**INFORMATION GIVEN**

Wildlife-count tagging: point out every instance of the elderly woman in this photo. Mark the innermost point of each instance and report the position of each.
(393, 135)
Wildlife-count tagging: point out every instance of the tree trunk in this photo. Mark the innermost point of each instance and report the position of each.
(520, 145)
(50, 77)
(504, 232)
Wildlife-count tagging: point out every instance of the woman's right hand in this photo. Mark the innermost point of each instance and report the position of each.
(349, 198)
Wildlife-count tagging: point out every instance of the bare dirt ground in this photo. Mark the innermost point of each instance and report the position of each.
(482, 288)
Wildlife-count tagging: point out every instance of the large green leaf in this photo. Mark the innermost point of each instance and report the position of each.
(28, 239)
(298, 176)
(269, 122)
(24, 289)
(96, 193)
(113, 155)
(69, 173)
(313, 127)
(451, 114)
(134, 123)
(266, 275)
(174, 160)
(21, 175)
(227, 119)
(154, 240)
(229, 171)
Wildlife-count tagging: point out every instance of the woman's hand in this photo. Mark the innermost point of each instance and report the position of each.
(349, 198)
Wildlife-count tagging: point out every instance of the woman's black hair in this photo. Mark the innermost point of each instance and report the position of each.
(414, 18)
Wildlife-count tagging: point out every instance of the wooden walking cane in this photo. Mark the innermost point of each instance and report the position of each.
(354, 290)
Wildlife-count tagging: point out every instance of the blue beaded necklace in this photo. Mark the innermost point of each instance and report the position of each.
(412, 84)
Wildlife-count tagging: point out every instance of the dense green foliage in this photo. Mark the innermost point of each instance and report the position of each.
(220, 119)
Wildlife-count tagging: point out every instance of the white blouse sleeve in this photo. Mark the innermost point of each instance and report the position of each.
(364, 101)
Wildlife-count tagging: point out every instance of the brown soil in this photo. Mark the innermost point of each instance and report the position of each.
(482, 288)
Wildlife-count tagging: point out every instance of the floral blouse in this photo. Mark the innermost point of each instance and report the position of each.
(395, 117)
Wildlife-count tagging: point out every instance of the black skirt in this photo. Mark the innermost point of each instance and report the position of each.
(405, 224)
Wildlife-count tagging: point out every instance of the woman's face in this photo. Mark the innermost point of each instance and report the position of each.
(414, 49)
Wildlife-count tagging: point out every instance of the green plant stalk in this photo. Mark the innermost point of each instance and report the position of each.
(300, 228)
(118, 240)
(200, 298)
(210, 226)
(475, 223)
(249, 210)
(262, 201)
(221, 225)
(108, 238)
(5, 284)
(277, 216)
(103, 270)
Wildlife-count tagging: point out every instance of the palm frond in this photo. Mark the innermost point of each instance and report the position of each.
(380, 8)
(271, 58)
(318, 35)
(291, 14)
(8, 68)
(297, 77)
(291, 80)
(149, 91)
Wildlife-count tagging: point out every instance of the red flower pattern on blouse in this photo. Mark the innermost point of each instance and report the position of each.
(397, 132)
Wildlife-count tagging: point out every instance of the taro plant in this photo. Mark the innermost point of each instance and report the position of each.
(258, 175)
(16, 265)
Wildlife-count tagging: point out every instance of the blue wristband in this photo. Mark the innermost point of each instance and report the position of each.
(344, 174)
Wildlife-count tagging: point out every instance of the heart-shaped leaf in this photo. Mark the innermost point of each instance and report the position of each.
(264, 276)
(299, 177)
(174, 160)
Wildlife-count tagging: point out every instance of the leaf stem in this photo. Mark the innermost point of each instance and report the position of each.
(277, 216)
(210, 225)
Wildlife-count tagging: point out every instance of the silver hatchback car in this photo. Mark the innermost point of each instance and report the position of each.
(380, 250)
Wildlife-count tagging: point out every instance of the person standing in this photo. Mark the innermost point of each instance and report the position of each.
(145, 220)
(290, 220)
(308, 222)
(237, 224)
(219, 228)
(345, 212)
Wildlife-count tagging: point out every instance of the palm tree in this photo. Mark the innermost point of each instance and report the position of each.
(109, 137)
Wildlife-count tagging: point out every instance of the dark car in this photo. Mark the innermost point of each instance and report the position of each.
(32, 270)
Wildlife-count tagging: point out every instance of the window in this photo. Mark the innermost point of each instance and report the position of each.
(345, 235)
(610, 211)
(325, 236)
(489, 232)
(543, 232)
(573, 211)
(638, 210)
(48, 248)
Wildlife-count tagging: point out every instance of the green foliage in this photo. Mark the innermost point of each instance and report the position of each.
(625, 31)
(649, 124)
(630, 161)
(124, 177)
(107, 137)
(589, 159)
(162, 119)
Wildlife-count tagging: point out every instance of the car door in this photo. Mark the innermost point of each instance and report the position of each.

**AIM OF THE TASK**
All the data above is to be given again, exactly.

**RESULT FOR THIS TASK**
Wildlife-count tagging: point out every instance of the elderly woman in this photo. Mark the innermost point of each instance and report the position of each.
(393, 135)
Wildlife-count tagging: point out every instance of the tree trunk in this photo. Mark the innermost point of each instance and report the position of each.
(520, 145)
(50, 77)
(504, 232)
Wildlife-count tagging: point out every instance of the woman's right hand in this photo. Mark the innermost point of each instance and report the position of each.
(349, 198)
Wildlife-count tagging: point out every instance of the bare dirt ground in this photo. Mark the innermost point of each instance and report the position of each.
(482, 288)
Wildlife-count tagging: point out every instance of the large green leaf in this photo. Mark the innermost point of each instance and report the position of each.
(28, 239)
(298, 176)
(269, 122)
(24, 289)
(96, 193)
(113, 155)
(69, 173)
(313, 127)
(451, 114)
(134, 123)
(266, 275)
(174, 160)
(21, 175)
(227, 119)
(154, 240)
(229, 171)
Wildlife-count tagging: point out every instance of the woman's hand in this photo. Mark the innermost point of each instance and report the position of each.
(349, 198)
Wildlife-count tagging: point out every instance of the woman's black hair in this photo. Mark the innermost point of each instance and report the position of each.
(414, 18)
Wildlife-count tagging: point out every instance of the wooden walking cane in this photo. Mark the innermost point of each instance and report the position of each.
(354, 290)
Wildlife-count tagging: point out every instance of the blue beaded necklace in this photo. Mark the innermost point of each instance and report the position of each.
(412, 84)
Wildlife-count tagging: point out every instance of the dense green foliage in this photo. Mark the innermost point of each instance and report the position of each.
(220, 119)
Wildlife-count tagging: point out every instance of the white blouse sleeve in this photo. Mark the innermost point of each instance and report the position of each.
(364, 101)
Wildlife-count tagging: point out every instance of the brown soil in this photo. Mark the innermost point of each instance and report the position of each.
(482, 288)
Wildlife-count tagging: point out every instance of the floral blouse in this photo. Mark the innermost point of each instance and report the position of each.
(395, 117)
Wildlife-count tagging: point out every instance of the black skirt in this photo. Mark the innermost point of each instance and report the position of each.
(405, 224)
Wildlife-count tagging: point out every instance of the woman's face in this photo. Mark the innermost point of each instance and report the position of each.
(414, 49)
Wildlife-count tagging: point out every instance of the green plant stalk in this photo. Mark the innermost point of each instance and report the position of each.
(300, 228)
(118, 240)
(200, 298)
(210, 226)
(475, 223)
(249, 210)
(262, 201)
(221, 225)
(108, 238)
(5, 284)
(277, 216)
(103, 270)
Wildlife-count tagging: point out every instance of the palm frond in this photo. Mark the innermost point of each instance and report the position of each.
(380, 8)
(271, 58)
(318, 35)
(291, 14)
(8, 68)
(297, 77)
(291, 80)
(149, 91)
Wildlife-count tagging: point out every instance of the red flower pattern on blouse in this photo. Mark the innermost point of each instance and report the position of each.
(397, 132)
Wildlife-count tagging: point out every instance of the taro plant in this photo. Mark the innermost point of each instance and report the position of each.
(258, 175)
(16, 265)
Wildlife-count tagging: point out every instance of the blue wristband in this photo. Mark the innermost point of each instance and report the position of each.
(344, 174)
Wildlife-count tagging: point out every instance of the heart-shaped leaf in this photo. Mark the innermost point of each instance and report the position of each.
(264, 276)
(299, 177)
(174, 160)
Wildlife-count tagging: point out every instance of the leaf stem in this photo. Mark the innermost point of each instance and report the position of each.
(277, 216)
(210, 225)
Wildlife-count tagging: point out every instance of the silver hatchback car in this photo. Mark the innermost point of each instance and report the position of each.
(380, 250)
Wildlife-count tagging: point out every instance of the person standing in this photo. Mark the innermost point of each instance and report the position of each.
(145, 220)
(290, 220)
(308, 222)
(237, 224)
(219, 228)
(345, 212)
Wildlife-count tagging: point out every instance of the palm tree in this photo. Mark the innermost point of each instance and report the position of each.
(109, 137)
Wildlife-count tagging: point out every instance of the dark car in this photo. Mark the innermost point of each instance and report the position of each.
(32, 270)
Wildlife-count tagging: point out every instance of the window in this photo. Mark the innermost point of each instance and report the position of each.
(345, 235)
(610, 211)
(325, 236)
(489, 232)
(543, 232)
(573, 211)
(638, 210)
(48, 248)
Wildlife-count tagging: point out every instance of the green foliage in this photo. Mark the innermost point of each instance and report the position of each.
(625, 31)
(649, 124)
(630, 161)
(124, 177)
(107, 137)
(589, 159)
(162, 119)
Wildlife-count tagging: point out every instance of the car door in this photo. Mark the innermost point of each instance and report the position of each.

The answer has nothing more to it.